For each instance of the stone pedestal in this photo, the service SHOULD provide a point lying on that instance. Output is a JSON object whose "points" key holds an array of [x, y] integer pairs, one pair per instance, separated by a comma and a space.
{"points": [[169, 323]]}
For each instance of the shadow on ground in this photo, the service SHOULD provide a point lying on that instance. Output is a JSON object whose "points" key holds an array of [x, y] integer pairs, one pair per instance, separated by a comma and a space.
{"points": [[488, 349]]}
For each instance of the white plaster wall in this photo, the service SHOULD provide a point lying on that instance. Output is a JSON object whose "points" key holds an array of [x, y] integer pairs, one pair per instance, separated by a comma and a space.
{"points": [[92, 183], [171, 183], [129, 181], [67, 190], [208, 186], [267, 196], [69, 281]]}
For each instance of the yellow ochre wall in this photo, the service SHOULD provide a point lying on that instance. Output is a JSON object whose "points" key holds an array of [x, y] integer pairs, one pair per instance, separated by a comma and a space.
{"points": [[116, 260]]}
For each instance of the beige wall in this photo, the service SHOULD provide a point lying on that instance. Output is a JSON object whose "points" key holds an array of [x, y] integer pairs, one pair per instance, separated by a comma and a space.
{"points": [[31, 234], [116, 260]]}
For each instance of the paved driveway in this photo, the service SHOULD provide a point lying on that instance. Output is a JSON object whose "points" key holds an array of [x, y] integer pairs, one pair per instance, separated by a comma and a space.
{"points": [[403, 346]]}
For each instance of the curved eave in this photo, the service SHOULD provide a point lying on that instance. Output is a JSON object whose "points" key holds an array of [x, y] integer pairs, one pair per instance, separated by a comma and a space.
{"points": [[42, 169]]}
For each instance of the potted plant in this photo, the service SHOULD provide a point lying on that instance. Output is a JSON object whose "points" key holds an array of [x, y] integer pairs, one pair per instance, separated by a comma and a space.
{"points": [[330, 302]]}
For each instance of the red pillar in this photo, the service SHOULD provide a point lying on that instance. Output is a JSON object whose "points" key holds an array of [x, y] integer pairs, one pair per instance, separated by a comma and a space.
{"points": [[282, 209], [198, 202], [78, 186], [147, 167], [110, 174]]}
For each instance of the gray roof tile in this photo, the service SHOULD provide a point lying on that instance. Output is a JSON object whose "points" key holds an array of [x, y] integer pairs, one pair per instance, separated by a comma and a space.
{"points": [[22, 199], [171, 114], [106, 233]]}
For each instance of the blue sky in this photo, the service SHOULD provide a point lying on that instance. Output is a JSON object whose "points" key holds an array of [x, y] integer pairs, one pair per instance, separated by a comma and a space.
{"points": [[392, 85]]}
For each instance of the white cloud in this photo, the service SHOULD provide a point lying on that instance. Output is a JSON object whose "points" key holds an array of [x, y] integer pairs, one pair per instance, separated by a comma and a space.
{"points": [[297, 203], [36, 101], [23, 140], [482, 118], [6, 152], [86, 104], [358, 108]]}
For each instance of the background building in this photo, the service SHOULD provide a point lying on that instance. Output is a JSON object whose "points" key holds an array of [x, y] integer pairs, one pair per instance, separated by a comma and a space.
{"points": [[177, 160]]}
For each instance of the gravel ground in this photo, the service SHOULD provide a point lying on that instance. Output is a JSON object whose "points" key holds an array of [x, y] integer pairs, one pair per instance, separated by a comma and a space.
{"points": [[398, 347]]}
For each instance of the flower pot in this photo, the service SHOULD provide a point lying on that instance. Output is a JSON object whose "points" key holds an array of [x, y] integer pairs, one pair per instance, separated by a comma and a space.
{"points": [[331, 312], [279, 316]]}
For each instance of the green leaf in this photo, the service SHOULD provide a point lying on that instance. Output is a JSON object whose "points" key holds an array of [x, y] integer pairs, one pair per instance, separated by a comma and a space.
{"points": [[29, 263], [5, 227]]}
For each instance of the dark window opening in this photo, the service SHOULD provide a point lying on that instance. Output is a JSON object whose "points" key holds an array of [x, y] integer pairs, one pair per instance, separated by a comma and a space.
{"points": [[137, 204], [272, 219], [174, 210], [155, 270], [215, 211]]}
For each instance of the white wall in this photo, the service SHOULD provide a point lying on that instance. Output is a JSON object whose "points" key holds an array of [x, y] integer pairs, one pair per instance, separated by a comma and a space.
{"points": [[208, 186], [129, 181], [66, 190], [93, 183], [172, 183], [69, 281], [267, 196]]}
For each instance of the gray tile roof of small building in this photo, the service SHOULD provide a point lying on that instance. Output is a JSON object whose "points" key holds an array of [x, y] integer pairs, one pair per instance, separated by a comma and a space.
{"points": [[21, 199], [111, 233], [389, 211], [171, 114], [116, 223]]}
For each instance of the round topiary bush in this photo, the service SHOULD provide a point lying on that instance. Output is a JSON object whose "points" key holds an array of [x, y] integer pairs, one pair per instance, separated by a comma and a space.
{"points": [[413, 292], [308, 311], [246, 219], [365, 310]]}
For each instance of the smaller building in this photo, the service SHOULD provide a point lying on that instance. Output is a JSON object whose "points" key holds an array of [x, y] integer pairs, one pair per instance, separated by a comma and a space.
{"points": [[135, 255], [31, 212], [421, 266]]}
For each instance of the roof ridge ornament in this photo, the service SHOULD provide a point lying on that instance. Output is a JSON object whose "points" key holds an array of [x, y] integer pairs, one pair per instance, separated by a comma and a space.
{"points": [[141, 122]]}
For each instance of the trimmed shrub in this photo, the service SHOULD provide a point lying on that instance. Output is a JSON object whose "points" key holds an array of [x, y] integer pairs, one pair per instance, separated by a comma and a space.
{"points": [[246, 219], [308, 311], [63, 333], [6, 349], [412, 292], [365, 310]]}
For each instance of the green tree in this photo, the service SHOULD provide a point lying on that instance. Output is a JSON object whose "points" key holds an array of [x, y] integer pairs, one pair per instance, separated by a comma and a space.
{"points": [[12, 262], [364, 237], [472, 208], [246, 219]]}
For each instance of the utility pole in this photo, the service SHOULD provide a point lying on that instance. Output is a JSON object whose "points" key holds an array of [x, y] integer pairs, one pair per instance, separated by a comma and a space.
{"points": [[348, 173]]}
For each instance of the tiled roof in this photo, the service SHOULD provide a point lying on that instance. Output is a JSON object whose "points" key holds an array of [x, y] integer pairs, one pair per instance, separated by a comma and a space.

**Written exercise:** Extract all of the material exactly as it is written.

**Result of this task:**
For each instance of the stone pedestal in this photo, the service SHOULD provide a point lying on that instance. Output is a JSON object whose "points" key holds an array of [x, y] integer pairs, one pair per instance, separated by a comma and a space.
{"points": [[169, 323]]}
For each instance of the shadow on ground in this photo, the service SHOULD provide a point lying on that instance. Output is a JSON object whose "points" key holds an array of [x, y] integer pairs, one pair per instance, separated by a comma and a space.
{"points": [[488, 349]]}
For each instance of the white plaster wall in this photo, the service SHOULD provide a point lying on that instance. Output is a JSON object whose "points" key holds an array of [x, y] integer pairs, one pair per instance, separated by a comma and a space.
{"points": [[92, 183], [171, 183], [129, 181], [67, 190], [208, 186], [267, 196], [69, 281]]}
For each instance of the yellow ochre wall in this photo, the service SHOULD provide a point lying on that instance. Output is a JSON object whose "points" key holds an array of [x, y] integer pairs, one pair per instance, separated by a comma and a space.
{"points": [[116, 260]]}
For each instance of the beige wall in this photo, the service SHOULD provide a point lying on that instance. Output is a JSON object whose "points" key holds an array of [x, y] integer pairs, one pair per instance, separated by a comma and a space.
{"points": [[31, 234], [116, 260]]}
For each instance of the paved driveway in this photo, the service SHOULD provide a point lying on that instance. Output is a JSON object whose "points" key holds an array of [x, y] integer pairs, one pair per instance, separated by a comma and a space.
{"points": [[403, 346]]}
For each instance of the curved eave in this photo, the service SHOULD provide a point lying on that instance. Output is a JSON object whose "points" key holds an array of [x, y] integer pairs, one pair per instance, separated by a comma and a space.
{"points": [[42, 169]]}
For each instance of the potted plant in this photo, the service SHOULD provide a point lying on that instance. Output is a JSON object whose "points" key holds an array of [x, y] integer pairs, one pair per instance, separated by a comma and a space.
{"points": [[330, 302]]}
For each instance of the red pillar in this photo, the service SHOULD provide a point lying on that instance. Output is a JSON object whose "points" key holds an array of [x, y] integer pairs, one pair per instance, separated by a comma and a space.
{"points": [[282, 209], [198, 202], [78, 186], [147, 167], [110, 174]]}
For each instance of the gray roof tile in this photo, the service SHOULD provide a point lying on that instance. Output is a JSON object whose "points" key holds an array of [x, y] integer pairs, one pair per instance, separated by a comma and a space.
{"points": [[22, 199], [171, 114], [106, 233]]}
For each instance of the blue sky in this photo, the service SHOULD provide a point lying on that instance. Output is a JSON object whose "points" key holds an array of [x, y] integer pairs, one pair per instance, separated by a comma and a space.
{"points": [[392, 85]]}
For each instance of the white cloud in this photo, the service SHOULD provide a point lying on that instance. Output is a JSON object whose "points" key holds an array of [x, y] integer pairs, one pair per instance, separated by a comma and a space.
{"points": [[297, 203], [36, 101], [23, 140], [482, 118], [6, 152], [86, 104], [358, 108]]}
For each instance of the background building in this photo, the service SHOULD provide a point lying on that instance. Output is a JSON object whose "points" key holds an array of [x, y] integer pairs, one pair per instance, separated by a comma and a space.
{"points": [[177, 160]]}
For each instance of the gravel ground in this photo, the service SHOULD provide a point lying on that instance. Output is a JSON object whose "points" key holds an array of [x, y] integer pairs, one pair per instance, separated by a comma and a space.
{"points": [[398, 347]]}
For each instance of the flower pot in this photo, the service SHOULD provide a point lying on that instance. Output is a JSON object whose "points" key holds an array of [x, y] integer pairs, one pair per instance, separated by a comma and a space.
{"points": [[331, 312], [279, 316]]}
For each instance of the green leaf in this photo, the service SHOULD provide a point lying on that instance. Output is a JSON object whose "points" key holds an array of [x, y] integer pairs, one pair per instance, separated by a comma and a space.
{"points": [[29, 263], [5, 227]]}
For each instance of the dark window opening in this photo, the service SHOULD provide a point lying on that instance. Output is a JSON object whose "points" key holds an array of [x, y] integer pairs, one pair per instance, separated by a comma and a space.
{"points": [[137, 204], [272, 219], [174, 210], [155, 270], [215, 211]]}
For each instance of the white wall in this photo, the service SHOULD provide a point lying on that instance. Output is a JSON object whose "points" key holds an array of [x, y] integer pairs, one pair per instance, separated by a comma and a space.
{"points": [[208, 186], [129, 181], [66, 190], [93, 183], [172, 183], [69, 281], [267, 196]]}
For each instance of the gray tile roof of small building in this photo, the service SHOULD provide a point lying on that instance. Output is a JSON object whose "points" key holds an array of [x, y] integer pairs, one pair per instance, separated by a comma and a space.
{"points": [[21, 199], [111, 233], [389, 211], [171, 114], [116, 223]]}
For each instance of the round topiary bush in this photo, the service SHOULD provide a point lying on that instance. Output is a JSON object whose "points" key holds an array of [x, y] integer pairs, one pair per instance, separated by a comma and a space.
{"points": [[413, 292], [308, 311], [246, 219], [365, 310]]}
For each instance of the smaller building in this photo, the service SHOULD provide a point lying on that instance. Output is a JSON object whose "points" key holds an array of [x, y] integer pairs, one pair per instance, separated by a comma and a space.
{"points": [[135, 255], [31, 212], [421, 266]]}
For each instance of the roof ridge ornament in this photo, the service SHOULD provide a point lying on that instance. Output is a JSON object whose "points" key holds an array of [x, y] integer pairs, one pair per instance, separated by a comma and a space.
{"points": [[141, 122]]}
For each instance of the trimmed shrub in this photo, the service SHOULD provide a point lying on that instance. Output is a JSON object whose "points" key holds an array of [x, y] integer pairs, one pair per instance, separated by a comma and a space.
{"points": [[246, 219], [308, 311], [63, 333], [6, 349], [412, 292], [365, 310]]}
For each instance of the green tree in this photo, the service SHOULD provide a point lying on that instance. Output is a JSON object whose "points" key holds an array of [x, y] integer pairs, one pair per instance, separated by a comma and a space.
{"points": [[12, 262], [364, 237], [472, 208], [246, 219]]}
For each instance of the utility pole in this photo, the service SHOULD provide a point lying on that instance. Output is a JSON object whose "points" key holds an array of [x, y] integer pairs, one pair per instance, separated by a comma and a space.
{"points": [[348, 173]]}
For each instance of the tiled roof in this photo, the service SHOULD provide a point lying on that instance. Output is a JSON object whose "points" key holds an array of [x, y] integer pairs, one pair per instance, separated by a comma and a space.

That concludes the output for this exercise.